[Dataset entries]

▽

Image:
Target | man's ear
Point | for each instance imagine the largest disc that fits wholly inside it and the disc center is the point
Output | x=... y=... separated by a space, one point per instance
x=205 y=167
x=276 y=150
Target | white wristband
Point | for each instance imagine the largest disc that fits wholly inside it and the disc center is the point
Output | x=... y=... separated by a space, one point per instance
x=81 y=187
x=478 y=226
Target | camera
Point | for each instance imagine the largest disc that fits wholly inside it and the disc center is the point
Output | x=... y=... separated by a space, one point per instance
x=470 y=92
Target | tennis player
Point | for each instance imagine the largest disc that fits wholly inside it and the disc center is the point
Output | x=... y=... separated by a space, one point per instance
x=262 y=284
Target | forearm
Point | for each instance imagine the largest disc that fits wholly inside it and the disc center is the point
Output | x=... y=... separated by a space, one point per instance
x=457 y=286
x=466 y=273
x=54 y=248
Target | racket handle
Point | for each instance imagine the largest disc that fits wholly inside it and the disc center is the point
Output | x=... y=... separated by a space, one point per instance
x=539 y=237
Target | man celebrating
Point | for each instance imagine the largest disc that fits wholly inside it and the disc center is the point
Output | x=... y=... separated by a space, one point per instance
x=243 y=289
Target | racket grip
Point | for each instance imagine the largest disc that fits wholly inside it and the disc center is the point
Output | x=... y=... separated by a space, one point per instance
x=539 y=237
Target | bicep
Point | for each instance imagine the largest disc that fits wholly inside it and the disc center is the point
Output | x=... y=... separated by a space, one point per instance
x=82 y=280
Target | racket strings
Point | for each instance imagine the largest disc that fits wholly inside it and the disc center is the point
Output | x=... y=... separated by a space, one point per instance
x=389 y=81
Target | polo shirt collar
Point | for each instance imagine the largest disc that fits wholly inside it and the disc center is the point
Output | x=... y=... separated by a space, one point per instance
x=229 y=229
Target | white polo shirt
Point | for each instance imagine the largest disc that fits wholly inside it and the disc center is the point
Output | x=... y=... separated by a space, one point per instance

△

YOUR INSTRUCTIONS | Check each line of the records above for the string "Target", and report every line that has it.

RESPONSE TO THE EXERCISE |
Target | man's ear
Target | white wristband
Target | camera
Target | tennis player
Target | forearm
Target | racket handle
Target | man celebrating
Target | racket grip
Target | bicep
Target | racket strings
Target | polo shirt collar
Target | white polo shirt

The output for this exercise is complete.